# DIRECTIONS:
This exercise calls for every record to be set down again, exactly and in full.

Records from a collection:
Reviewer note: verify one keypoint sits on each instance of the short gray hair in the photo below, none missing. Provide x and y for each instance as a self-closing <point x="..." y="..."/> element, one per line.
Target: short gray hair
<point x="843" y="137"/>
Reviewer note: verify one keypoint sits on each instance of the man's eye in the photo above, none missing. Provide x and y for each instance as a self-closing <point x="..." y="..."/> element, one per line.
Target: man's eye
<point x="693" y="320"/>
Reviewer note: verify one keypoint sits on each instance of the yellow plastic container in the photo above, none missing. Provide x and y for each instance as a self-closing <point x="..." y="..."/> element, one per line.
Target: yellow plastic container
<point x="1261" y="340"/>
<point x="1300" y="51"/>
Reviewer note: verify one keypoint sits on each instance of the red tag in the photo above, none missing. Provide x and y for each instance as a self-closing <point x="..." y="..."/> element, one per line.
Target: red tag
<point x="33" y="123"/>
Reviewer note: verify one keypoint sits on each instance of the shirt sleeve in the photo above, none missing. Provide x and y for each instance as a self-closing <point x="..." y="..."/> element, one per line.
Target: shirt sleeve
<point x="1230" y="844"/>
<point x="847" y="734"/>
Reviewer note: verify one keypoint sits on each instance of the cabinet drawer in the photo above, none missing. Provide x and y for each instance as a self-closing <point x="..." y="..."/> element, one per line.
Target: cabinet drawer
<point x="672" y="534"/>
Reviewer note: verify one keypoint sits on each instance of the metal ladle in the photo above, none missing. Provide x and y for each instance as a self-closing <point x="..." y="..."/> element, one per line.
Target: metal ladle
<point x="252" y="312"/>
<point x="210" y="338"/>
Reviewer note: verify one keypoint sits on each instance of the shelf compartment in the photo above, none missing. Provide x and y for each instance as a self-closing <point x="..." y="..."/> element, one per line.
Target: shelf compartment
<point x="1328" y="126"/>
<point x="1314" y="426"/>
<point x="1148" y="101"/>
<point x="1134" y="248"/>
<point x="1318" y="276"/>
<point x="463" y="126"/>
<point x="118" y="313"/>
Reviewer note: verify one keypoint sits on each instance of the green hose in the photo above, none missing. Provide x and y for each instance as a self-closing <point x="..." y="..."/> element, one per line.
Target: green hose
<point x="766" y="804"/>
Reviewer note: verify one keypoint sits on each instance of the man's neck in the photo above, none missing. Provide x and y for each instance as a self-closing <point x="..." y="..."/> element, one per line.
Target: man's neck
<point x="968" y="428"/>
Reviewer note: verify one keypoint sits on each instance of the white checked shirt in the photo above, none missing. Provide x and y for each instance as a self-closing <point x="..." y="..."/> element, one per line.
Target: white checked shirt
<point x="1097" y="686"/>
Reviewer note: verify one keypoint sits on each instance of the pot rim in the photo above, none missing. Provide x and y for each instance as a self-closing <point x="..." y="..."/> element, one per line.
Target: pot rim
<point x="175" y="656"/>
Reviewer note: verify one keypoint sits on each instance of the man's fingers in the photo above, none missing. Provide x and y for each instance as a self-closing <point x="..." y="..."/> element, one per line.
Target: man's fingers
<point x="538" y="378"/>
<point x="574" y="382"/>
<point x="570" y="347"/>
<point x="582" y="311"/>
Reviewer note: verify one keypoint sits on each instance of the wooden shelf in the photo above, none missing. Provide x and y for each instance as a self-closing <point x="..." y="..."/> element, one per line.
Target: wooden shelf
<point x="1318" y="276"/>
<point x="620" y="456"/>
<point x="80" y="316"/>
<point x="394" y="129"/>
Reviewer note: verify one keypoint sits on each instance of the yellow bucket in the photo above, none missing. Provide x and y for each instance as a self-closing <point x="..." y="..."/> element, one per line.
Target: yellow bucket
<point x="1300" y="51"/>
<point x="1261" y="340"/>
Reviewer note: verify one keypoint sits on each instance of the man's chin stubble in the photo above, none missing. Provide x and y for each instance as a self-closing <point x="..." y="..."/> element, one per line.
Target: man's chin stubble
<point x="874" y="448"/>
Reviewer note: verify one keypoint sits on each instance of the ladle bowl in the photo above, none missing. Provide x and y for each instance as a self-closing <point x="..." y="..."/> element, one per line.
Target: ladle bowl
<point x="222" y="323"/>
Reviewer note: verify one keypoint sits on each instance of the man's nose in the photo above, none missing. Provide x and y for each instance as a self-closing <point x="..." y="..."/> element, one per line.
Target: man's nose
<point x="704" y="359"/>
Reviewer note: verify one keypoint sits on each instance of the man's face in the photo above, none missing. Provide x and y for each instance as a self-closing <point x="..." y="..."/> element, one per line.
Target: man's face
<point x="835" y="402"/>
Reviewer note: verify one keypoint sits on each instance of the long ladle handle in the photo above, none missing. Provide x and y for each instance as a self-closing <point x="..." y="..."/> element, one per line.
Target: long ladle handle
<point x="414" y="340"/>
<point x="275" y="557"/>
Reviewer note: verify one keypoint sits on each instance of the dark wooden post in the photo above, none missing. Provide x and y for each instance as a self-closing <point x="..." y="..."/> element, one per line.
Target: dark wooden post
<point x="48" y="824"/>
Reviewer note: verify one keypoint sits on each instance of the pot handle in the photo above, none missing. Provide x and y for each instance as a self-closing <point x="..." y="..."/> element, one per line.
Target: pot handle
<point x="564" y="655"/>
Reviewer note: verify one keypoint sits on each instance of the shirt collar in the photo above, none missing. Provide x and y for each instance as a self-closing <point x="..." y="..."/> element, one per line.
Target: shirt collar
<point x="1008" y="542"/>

# RESPONSE FOR THIS EXERCISE:
Reviewer note: verify one keypoint sits on each instance of the short gray hair in the photo below, none missing. Provide x and y for each instance as a self-closing <point x="..." y="..."/> element, one per line.
Target: short gray hair
<point x="843" y="137"/>
Reviewer note: verify one keypoint sits on each instance of the man's eye in the photo above, none missing. Provide x and y for each instance as a self-closing <point x="..." y="..."/> element, one per line.
Target: man's eye
<point x="693" y="320"/>
Reviewer note: verify one keypoint sits on each instance of the yellow plastic container in the photo above, none missing. Provide x and y for each instance as a self-closing <point x="..." y="..."/> element, one per line.
Target: yellow plastic container
<point x="1261" y="340"/>
<point x="1300" y="51"/>
Reviewer note: verify one keypoint sits on each instance of the red tag in the photo above, none missing. Provide x and y for each instance as a self-closing <point x="..." y="..."/> element, one per line.
Target: red tag
<point x="33" y="123"/>
Reviewer note: verify one keypoint sits on each instance of the shirt sleeve in the photo above, none missing. Provide x and y for each instance as a self-closing <point x="..." y="..."/> element, one per line.
Target: shirt sleeve
<point x="1230" y="844"/>
<point x="847" y="734"/>
Reviewer note: verify one keypoint sits on each instance of the cabinet drawer in the photo above, none missing. Provide x and y for each instance as a self-closing <point x="..." y="..."/> element, one per line.
Target: cabinet drawer
<point x="672" y="534"/>
Reviewer note: verify one keypoint sits on each instance of the metal ladle in the photo above, none missing. Provide x and y for each instance as a self-closing <point x="..." y="..."/> element, one per line.
Target: metal ladle
<point x="252" y="312"/>
<point x="210" y="338"/>
Reviewer note: verify one keypoint sits on each instance of the shelf compartment in the photo above, none missing. Provide x and y for each instance as a self-closing <point x="..." y="..."/> element, one per line.
Target: shelf compartment
<point x="1328" y="126"/>
<point x="1314" y="426"/>
<point x="1148" y="101"/>
<point x="1134" y="248"/>
<point x="1318" y="276"/>
<point x="463" y="126"/>
<point x="118" y="313"/>
Reviewer note: verify one keypoint sits on each instance of the green hose in the photo above, none missing. Provide x and y for each instance as a self-closing <point x="..." y="..."/> element, one per line.
Target: green hose
<point x="766" y="804"/>
Reviewer note: verify one keypoint sits on each instance of the man's neck in the photo above, none missing. Provide x and y for each instance as a self-closing <point x="..." y="..."/> element, one per line.
Target: man's neck
<point x="968" y="428"/>
Reviewer note: verify one keypoint sits on each instance of the white checked shirt in the photo above, none missing. Provide x and y for each instance as a self-closing <point x="..." y="..."/> element, one per line.
Target: white checked shirt
<point x="1097" y="686"/>
Reviewer note: verify one keypoint sits on each instance of the pot rim in the photo above, none missing. Provide x and y for each instance as a self-closing <point x="..." y="..."/> element, one per line.
Target: pot rim
<point x="175" y="656"/>
Reviewer note: verify one keypoint sits on each instance of the man's fingers in the photo above, none missing. Provide x and y for each instance as a self-closing <point x="..." y="..."/> element, one per line.
Target: man's fingers
<point x="538" y="378"/>
<point x="574" y="382"/>
<point x="570" y="347"/>
<point x="582" y="311"/>
Reviewer note: verify one keypoint sits on each instance of the wooden shelf in the photo above, none missing. Provide x and y for each instance as a self-closing <point x="..." y="..."/> element, one per line.
Target: wooden shelf
<point x="1318" y="276"/>
<point x="620" y="456"/>
<point x="80" y="316"/>
<point x="394" y="129"/>
Reviewer note: verify one keypoint sits on each instance of the yellow bucket in the photo above, none missing. Provide x and y for each instance as a self-closing <point x="..." y="..."/> element, one per line.
Target: yellow bucket
<point x="1300" y="51"/>
<point x="1261" y="340"/>
Reviewer note: verify one keypoint sits on each instance of the man's chin stubble in the photo above, none missing. Provide x and y for each instance as a self-closing <point x="..." y="..."/> element, one per line.
Target: man's chin stubble
<point x="874" y="448"/>
Reviewer note: verify one keypoint sits on each instance of the ladle bowl in the photo above, none missing. Provide x and y for each instance as a self-closing <point x="..." y="..."/> element, one per line.
Target: ladle bowl
<point x="222" y="323"/>
Reviewer note: verify one keypoint sits on each instance of the man's nose in the photo above, none missing. Provide x and y for each instance as a self-closing <point x="..." y="..."/> element, one per line.
Target: man's nose
<point x="704" y="359"/>
Reviewer note: verify one keypoint sits on each instance of the man's face in the photo above, none missing. Provide x and y for each instance as a self-closing <point x="..." y="..."/> element, one per line.
Target: man's face
<point x="835" y="402"/>
Reviewer note: verify one keypoint sits on each instance of the long ladle handle in the photo above, none missing. Provide x and y for each instance as a self-closing <point x="..." y="..."/> element, one per line.
Target: long ladle handle
<point x="414" y="340"/>
<point x="275" y="557"/>
Reviewer note: verify one keypoint sits on each instance of the dark wooden post in the photo above, none missing. Provide x and y for each instance as a self-closing <point x="..." y="..."/> element, one per line.
Target: dark wooden post
<point x="48" y="824"/>
Reviewer note: verify one keypoint sits on each instance of the pot handle in the photo above, none missing. Provide x and y for each instance as a self-closing <point x="..." y="..."/> element, one per line.
Target: pot handle
<point x="564" y="655"/>
Reviewer note: verify one keypoint sits on each instance of the shirt collar in the photo above, none missing. Provide x and y for each instance as a self-closing <point x="..." y="..."/> element, one per line.
Target: shirt collar
<point x="1008" y="542"/>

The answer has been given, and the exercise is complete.